───── Data for this exercise
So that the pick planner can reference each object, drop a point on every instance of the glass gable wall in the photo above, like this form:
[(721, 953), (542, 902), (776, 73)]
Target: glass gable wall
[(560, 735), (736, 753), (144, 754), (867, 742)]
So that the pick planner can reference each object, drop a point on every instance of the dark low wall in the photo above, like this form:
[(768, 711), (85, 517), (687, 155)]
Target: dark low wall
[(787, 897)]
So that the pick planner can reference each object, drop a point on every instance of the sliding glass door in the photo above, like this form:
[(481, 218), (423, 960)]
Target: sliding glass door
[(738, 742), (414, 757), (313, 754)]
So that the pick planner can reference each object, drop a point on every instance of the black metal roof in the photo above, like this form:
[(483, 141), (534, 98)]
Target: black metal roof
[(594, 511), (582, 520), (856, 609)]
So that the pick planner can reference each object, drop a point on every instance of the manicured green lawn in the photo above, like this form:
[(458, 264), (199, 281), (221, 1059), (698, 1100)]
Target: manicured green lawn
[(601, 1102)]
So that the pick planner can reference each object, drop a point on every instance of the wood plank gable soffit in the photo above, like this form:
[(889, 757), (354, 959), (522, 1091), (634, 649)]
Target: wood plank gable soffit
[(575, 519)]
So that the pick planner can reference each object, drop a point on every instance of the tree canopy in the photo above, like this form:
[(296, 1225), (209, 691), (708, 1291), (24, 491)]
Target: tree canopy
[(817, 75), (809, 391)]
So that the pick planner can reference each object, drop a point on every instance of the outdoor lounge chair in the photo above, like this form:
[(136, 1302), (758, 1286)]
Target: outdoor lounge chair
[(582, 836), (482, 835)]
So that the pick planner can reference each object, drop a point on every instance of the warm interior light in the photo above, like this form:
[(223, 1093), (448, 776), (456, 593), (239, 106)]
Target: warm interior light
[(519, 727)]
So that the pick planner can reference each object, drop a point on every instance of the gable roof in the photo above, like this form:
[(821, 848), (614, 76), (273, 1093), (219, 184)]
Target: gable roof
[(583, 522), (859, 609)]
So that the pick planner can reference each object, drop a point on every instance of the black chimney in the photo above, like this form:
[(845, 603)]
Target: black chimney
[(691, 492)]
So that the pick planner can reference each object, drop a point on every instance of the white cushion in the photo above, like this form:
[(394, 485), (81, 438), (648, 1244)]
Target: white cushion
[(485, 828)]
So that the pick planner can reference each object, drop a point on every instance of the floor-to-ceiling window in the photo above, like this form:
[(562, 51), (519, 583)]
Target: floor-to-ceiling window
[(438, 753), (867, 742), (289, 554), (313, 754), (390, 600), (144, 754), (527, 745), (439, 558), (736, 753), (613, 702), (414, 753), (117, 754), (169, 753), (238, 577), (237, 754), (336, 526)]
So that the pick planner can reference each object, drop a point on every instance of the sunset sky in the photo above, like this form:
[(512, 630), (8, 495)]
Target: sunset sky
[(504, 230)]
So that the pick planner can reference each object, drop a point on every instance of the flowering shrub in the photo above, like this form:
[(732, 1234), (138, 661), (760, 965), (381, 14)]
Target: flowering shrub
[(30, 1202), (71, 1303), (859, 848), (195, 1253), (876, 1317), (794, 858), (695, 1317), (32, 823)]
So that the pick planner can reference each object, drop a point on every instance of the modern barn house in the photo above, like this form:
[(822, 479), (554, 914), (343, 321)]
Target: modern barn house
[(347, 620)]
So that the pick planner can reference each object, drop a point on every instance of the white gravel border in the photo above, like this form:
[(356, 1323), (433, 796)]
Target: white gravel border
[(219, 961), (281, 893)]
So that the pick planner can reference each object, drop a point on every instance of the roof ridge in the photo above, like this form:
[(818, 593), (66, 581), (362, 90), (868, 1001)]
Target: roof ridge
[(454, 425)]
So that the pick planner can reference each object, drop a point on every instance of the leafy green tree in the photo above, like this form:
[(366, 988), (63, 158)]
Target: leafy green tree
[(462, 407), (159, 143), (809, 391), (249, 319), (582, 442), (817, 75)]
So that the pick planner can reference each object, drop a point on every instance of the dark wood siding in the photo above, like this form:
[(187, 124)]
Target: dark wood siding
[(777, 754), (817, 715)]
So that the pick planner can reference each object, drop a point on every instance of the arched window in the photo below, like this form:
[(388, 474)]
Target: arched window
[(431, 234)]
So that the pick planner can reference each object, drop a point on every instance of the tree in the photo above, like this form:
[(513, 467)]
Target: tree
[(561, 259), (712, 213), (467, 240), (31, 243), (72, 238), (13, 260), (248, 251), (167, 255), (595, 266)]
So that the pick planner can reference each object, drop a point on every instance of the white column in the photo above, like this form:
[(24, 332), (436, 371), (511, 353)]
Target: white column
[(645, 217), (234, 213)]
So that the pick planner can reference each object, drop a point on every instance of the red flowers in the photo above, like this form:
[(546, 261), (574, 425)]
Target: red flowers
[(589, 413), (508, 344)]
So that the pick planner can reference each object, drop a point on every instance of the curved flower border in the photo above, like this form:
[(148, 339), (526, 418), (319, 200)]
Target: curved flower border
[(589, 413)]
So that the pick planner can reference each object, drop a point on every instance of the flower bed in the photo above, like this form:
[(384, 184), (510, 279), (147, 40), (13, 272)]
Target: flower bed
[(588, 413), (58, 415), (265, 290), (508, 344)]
──────────
▶ Task to complete: Reproduce all of the records above once more, word for word and in the same order, without changing anything.

▶ The response:
So that the pick planner can reference each object, drop a point on every instance of the glass gable wall in the photo above, like this form:
[(721, 953), (542, 902), (776, 73)]
Target: glass gable wall
[(560, 735), (736, 753), (144, 754), (867, 742)]
So that the pick planner can reference each object, drop a point on every instance of the dark low wall in the photo above, like this form:
[(768, 711), (85, 517), (687, 155)]
Target: dark low wall
[(787, 897)]
So that the pick planner can reference each object, drop a point on every instance of the sliding glass door in the photo above, like this form:
[(481, 218), (423, 960)]
Target: sliding glass door
[(738, 742), (414, 757), (313, 754)]
So that the pick planner can reference each object, drop a point on every instance of the black metal roof in the photo above, like this form:
[(483, 141), (534, 98)]
Target: black metal roof
[(594, 511), (582, 520), (856, 609)]
So that the pick planner can reference each object, drop a point on every instance of the manicured green lawn in the photo above, like this form:
[(458, 264), (199, 281), (221, 1059), (698, 1100)]
Target: manicured green lawn
[(601, 1102)]
So that the pick planner can reference each object, drop a point on every instance of the wood plank gable soffit in the photo above, like this form:
[(889, 757), (354, 959), (522, 1091), (634, 649)]
Target: wood plank gable soffit
[(575, 519)]
So that the pick planner can reference each object, drop a point on every instance of the tree canopy in the photo above, like this form:
[(296, 1225), (209, 691), (708, 1291), (24, 491)]
Target: tree canopy
[(817, 75), (809, 391)]
So that the pick planner can reference each object, drop a point on every instance of the outdoor lounge chair in the photo above, like this form:
[(136, 1302), (758, 1286)]
Target: outdoor lounge chair
[(582, 836), (482, 835)]
So that the pick planner can reference each object, drop a point on every instance of the warm interior light in the photo above, like this form:
[(223, 1093), (448, 776), (456, 593), (239, 106)]
Target: warm interior light
[(519, 727)]
So that the pick planner can reference each object, drop a point on every instance of the gable roof in the photo above, like this form:
[(821, 848), (614, 76), (273, 1093), (219, 184)]
Target: gable roof
[(583, 522), (859, 609)]
So that the pick planner can reference each object, drop a point on every instance of the black chimney in the photo above, like this form:
[(845, 603)]
Target: black chimney
[(691, 492)]
So that the pick planner can reference each object, drop a point on every instance of the white cushion in the photo above, like this form:
[(394, 485), (81, 438), (648, 1244)]
Target: white cushion
[(485, 828)]
So that the pick planner can reference each object, drop a point on every instance of the floor-to-ceiling window in the photo above, like this form:
[(562, 51), (519, 583)]
Target: floor-to-ceiling window
[(438, 753), (867, 742), (289, 554), (313, 754), (390, 600), (144, 754), (527, 745), (439, 558), (736, 753), (613, 702), (414, 753), (117, 754), (169, 753), (238, 577), (237, 754), (336, 526)]
So that the pick planner can reference each object, drop a point on every instance of the sunset sky in the photo above, like this form:
[(512, 630), (8, 495)]
Target: sunset sky
[(504, 230)]
So that the pick planner can reference each object, drop a point on every instance of the flowering shrub in the photo above, like this form:
[(732, 1234), (138, 661), (760, 965), (381, 14)]
Target: flowering shrub
[(30, 1202), (71, 1303), (859, 848), (195, 1253), (876, 1317), (794, 858), (695, 1317), (32, 823)]
So that the pick planner can reference each object, drop a point on every instance of the modern barn house in the photo above, like this form:
[(822, 479), (554, 914), (343, 321)]
Target: modern barn house
[(347, 620)]
So that the pick planner can reference each object, drop a point on every instance of the white gravel border in the photo above, like this form:
[(356, 1323), (433, 796)]
Target: white gravel border
[(219, 961), (281, 893)]
So that the pick planner can reference each object, drop a point on every instance of the roof ridge in the photo above, like this form:
[(818, 593), (66, 581), (362, 90), (868, 1001)]
Target: roof ridge
[(454, 425)]
So that the pick planner can reference each object, drop a point on every instance of the leafy green tree in the photo above, like this form:
[(366, 988), (63, 158)]
Target: leafy green tree
[(462, 407), (159, 143), (809, 391), (249, 319), (582, 442), (817, 75)]
So that the pick planner can reference each object, drop a point on every instance of the dark wood siding in the photo above, like this form:
[(187, 124)]
Target: dark wood siding
[(777, 754), (817, 715)]
So that the pick planner can reference each object, drop a point on every instance of the arched window in the photo below, like this form:
[(388, 474)]
Target: arched window
[(431, 234)]
So that the pick planner can reference each object, drop a point on every instance of the tree in the photo above, like this form:
[(513, 467)]
Target: tree
[(561, 259), (712, 213), (467, 240), (31, 243), (72, 238), (13, 260), (248, 251), (167, 255), (595, 266)]
So that the pick planner can reference each object, drop a point on every instance of the white column in the photo above, like this form:
[(24, 332), (436, 371), (511, 353)]
Target: white column
[(645, 217), (234, 213)]
So that the pick planner can reference each object, drop a point on every instance of the red flowers in the photo above, like this form:
[(546, 261), (574, 425)]
Target: red flowers
[(589, 413), (508, 344)]
So that the pick planner can reference each object, drop a point on every instance of the curved flower border in the photo above, like this form:
[(148, 339), (526, 418), (319, 200)]
Target: curved flower border
[(589, 413)]
So that the pick planner can reference each object, drop a point on every instance of the flower bed in the photo above, like this form:
[(384, 184), (510, 279), (147, 40), (13, 272)]
Target: flower bed
[(588, 413), (58, 415), (265, 290), (508, 344)]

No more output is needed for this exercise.